> _WHAT IS BEING ASKED_
From the start of the material through the line containing "top-left (0, 162), bottom-right (249, 232)", write each line as a string in a JSON list, one string per line, with blank lines left out.

> _MATERIALS PROVIDED_
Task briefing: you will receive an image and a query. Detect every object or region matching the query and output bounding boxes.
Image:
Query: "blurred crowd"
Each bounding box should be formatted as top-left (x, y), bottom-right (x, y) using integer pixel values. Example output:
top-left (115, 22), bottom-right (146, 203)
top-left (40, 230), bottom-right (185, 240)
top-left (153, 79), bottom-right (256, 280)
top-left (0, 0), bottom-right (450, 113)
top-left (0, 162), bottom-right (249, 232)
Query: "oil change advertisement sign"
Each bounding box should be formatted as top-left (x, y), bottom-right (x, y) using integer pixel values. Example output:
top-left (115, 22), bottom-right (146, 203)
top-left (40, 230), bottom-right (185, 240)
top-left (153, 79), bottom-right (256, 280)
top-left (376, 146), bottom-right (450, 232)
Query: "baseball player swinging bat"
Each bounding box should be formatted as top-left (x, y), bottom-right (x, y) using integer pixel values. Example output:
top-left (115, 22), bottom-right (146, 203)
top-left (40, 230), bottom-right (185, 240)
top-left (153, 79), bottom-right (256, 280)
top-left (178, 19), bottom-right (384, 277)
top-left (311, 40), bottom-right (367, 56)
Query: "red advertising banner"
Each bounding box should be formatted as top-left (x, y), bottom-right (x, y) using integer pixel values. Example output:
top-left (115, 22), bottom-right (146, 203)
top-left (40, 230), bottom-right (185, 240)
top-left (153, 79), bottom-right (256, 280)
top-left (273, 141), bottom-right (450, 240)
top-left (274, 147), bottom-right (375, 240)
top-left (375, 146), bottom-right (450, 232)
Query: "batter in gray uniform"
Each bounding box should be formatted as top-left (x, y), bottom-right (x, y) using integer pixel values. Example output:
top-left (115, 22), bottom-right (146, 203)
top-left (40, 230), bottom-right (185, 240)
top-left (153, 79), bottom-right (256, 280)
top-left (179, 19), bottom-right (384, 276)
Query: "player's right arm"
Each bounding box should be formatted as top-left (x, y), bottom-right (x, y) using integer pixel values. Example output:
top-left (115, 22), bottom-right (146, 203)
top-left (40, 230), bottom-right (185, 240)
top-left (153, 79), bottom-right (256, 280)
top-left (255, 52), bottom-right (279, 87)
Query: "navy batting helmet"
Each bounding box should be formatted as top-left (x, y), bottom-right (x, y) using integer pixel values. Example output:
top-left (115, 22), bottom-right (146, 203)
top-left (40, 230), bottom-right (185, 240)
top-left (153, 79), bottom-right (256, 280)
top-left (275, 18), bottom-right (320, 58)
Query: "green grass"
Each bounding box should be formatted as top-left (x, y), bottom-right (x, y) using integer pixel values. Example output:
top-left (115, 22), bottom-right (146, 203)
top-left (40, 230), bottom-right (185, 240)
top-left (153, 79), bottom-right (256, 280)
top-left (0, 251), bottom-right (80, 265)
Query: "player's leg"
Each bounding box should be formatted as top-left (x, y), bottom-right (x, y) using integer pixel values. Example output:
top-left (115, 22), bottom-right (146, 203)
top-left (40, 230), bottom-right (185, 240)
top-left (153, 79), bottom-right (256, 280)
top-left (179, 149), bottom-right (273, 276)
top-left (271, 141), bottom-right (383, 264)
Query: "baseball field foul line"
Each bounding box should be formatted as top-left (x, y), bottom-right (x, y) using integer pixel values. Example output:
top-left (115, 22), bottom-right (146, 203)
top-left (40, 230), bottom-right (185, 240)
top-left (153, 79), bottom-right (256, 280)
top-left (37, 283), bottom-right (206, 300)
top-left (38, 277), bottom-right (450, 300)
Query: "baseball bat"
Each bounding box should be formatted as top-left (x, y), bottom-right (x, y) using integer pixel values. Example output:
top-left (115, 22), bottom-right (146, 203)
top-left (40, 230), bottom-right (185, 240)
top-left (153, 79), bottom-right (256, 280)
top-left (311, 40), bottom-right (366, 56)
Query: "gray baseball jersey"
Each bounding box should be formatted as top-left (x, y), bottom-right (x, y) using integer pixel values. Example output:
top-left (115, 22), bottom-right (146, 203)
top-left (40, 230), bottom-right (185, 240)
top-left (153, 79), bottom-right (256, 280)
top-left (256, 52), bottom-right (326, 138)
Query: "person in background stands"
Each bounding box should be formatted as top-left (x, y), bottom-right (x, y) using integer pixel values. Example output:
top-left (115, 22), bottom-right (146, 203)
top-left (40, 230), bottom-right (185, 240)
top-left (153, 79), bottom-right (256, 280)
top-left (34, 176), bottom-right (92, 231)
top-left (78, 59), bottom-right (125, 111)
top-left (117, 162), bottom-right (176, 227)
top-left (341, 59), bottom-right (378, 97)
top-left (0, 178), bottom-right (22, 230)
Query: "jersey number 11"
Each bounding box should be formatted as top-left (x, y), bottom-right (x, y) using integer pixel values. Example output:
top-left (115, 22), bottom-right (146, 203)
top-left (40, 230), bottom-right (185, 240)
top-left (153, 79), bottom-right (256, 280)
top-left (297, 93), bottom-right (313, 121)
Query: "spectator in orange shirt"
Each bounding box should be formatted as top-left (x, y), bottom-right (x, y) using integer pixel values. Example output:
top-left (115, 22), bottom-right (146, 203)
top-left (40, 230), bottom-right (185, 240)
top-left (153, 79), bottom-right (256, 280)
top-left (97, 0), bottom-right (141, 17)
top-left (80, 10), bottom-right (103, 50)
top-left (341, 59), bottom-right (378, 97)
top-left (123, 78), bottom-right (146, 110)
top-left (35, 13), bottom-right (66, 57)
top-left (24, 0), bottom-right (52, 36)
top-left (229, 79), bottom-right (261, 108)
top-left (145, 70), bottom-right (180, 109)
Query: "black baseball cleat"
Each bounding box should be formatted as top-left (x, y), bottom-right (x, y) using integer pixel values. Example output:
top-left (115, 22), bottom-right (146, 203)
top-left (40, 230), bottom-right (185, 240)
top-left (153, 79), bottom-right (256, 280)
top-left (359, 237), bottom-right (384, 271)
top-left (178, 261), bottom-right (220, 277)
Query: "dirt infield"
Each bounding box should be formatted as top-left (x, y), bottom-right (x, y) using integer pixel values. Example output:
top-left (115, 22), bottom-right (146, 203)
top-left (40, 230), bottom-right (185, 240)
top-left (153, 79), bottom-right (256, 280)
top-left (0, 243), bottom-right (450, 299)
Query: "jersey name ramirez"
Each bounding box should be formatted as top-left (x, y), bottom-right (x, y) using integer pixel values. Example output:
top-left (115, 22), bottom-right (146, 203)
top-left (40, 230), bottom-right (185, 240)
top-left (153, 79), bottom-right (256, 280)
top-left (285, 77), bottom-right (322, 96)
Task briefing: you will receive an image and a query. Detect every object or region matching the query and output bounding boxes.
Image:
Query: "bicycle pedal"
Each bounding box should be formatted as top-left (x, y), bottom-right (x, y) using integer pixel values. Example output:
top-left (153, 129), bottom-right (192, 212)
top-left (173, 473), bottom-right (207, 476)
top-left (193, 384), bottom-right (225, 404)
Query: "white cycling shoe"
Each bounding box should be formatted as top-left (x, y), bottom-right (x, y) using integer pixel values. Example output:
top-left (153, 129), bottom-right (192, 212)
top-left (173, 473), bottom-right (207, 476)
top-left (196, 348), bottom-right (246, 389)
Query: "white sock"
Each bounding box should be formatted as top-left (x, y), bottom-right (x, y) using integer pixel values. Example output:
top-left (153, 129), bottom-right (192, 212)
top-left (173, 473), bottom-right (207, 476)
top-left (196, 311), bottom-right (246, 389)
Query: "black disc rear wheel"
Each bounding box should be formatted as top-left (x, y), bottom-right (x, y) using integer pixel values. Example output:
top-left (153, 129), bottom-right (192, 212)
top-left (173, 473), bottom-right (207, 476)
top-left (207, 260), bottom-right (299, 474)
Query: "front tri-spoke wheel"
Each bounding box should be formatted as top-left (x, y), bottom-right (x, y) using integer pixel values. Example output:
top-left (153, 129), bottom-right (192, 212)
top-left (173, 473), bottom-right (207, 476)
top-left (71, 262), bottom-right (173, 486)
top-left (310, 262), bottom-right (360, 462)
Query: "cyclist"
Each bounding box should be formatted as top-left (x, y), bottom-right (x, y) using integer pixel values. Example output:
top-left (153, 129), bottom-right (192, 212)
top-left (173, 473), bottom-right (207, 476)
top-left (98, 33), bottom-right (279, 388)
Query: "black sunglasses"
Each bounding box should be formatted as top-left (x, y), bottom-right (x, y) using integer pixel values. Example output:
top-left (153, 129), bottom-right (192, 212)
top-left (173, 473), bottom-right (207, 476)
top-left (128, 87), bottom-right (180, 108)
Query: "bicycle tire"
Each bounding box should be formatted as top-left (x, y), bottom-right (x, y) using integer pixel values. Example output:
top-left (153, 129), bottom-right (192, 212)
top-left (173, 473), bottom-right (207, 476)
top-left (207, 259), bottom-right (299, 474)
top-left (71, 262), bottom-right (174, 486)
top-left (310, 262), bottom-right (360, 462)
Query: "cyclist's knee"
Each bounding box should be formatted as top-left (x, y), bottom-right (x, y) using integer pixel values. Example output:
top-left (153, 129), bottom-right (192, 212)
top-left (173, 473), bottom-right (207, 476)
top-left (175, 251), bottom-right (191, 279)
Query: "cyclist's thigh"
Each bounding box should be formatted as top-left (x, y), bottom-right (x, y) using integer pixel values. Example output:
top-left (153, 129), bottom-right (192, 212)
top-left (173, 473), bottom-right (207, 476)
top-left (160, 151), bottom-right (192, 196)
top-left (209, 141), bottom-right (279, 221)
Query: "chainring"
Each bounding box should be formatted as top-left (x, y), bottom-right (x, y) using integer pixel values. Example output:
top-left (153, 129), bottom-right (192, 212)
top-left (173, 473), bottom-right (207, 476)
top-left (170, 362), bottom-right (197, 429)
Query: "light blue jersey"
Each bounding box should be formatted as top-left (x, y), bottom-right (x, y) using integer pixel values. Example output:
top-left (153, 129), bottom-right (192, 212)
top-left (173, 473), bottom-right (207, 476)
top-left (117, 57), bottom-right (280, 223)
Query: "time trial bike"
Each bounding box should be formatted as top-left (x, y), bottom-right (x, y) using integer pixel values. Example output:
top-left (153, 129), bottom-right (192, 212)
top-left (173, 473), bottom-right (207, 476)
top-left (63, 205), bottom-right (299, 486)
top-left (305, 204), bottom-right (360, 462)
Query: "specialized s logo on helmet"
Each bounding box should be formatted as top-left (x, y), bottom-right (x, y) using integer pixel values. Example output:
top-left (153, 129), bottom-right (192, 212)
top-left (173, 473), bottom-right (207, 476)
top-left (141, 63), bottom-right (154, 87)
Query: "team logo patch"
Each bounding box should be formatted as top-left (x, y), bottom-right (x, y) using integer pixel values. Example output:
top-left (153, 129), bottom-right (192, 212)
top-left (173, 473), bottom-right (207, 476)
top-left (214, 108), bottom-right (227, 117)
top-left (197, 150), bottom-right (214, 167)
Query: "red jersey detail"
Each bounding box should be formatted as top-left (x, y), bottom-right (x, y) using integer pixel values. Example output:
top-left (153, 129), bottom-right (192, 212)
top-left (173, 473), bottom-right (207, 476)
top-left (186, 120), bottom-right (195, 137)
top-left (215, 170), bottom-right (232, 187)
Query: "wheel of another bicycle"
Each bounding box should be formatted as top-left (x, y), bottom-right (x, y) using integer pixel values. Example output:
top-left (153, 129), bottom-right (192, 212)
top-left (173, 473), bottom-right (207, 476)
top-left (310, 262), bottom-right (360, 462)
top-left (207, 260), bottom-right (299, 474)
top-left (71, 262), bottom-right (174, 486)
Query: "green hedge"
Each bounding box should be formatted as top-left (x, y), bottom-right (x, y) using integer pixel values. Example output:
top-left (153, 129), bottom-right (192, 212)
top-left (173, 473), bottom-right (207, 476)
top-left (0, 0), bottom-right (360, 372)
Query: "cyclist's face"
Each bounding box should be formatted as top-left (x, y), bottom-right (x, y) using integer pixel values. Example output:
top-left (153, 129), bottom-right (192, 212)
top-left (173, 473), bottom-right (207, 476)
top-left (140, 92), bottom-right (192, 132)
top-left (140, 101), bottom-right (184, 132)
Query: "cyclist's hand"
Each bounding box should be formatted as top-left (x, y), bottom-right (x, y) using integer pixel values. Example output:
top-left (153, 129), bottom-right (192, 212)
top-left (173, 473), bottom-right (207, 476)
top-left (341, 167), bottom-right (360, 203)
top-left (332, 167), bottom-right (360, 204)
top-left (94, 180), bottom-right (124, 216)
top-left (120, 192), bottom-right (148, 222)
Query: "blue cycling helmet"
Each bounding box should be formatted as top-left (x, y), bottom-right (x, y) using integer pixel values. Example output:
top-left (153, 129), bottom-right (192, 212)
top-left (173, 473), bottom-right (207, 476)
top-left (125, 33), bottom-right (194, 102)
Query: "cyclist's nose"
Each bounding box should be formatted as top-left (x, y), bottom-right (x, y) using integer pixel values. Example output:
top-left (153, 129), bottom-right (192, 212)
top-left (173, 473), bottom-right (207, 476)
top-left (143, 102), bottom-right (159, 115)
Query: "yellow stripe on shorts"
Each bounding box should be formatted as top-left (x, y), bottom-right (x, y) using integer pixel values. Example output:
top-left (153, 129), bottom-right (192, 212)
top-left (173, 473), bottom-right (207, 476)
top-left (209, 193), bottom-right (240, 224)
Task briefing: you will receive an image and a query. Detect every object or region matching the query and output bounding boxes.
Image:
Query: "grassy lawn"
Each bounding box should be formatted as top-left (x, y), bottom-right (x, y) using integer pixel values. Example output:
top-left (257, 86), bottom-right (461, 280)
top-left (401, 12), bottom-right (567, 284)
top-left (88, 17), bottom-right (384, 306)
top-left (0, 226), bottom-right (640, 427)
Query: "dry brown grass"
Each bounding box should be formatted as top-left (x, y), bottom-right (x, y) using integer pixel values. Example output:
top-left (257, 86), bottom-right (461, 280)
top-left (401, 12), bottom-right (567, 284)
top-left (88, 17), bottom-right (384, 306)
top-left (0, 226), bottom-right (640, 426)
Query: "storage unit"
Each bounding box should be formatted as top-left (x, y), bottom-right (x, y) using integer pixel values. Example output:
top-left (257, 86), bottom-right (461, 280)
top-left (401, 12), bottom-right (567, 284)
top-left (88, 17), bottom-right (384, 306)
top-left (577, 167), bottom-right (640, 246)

> _OUTPUT FOR THIS TASK_
[
  "Task briefing: you will receive an image and a query. Detect every object or region matching the query and output bounding boxes.",
  "Image:",
  "Query: \"blurred crowd\"",
  "Each bounding box should be formatted as top-left (x, y), bottom-right (x, y) using integer pixel values. Example output:",
  "top-left (115, 22), bottom-right (146, 203)",
  "top-left (40, 230), bottom-right (185, 240)",
  "top-left (153, 79), bottom-right (256, 280)",
  "top-left (0, 0), bottom-right (450, 113)",
  "top-left (0, 162), bottom-right (249, 232)"
]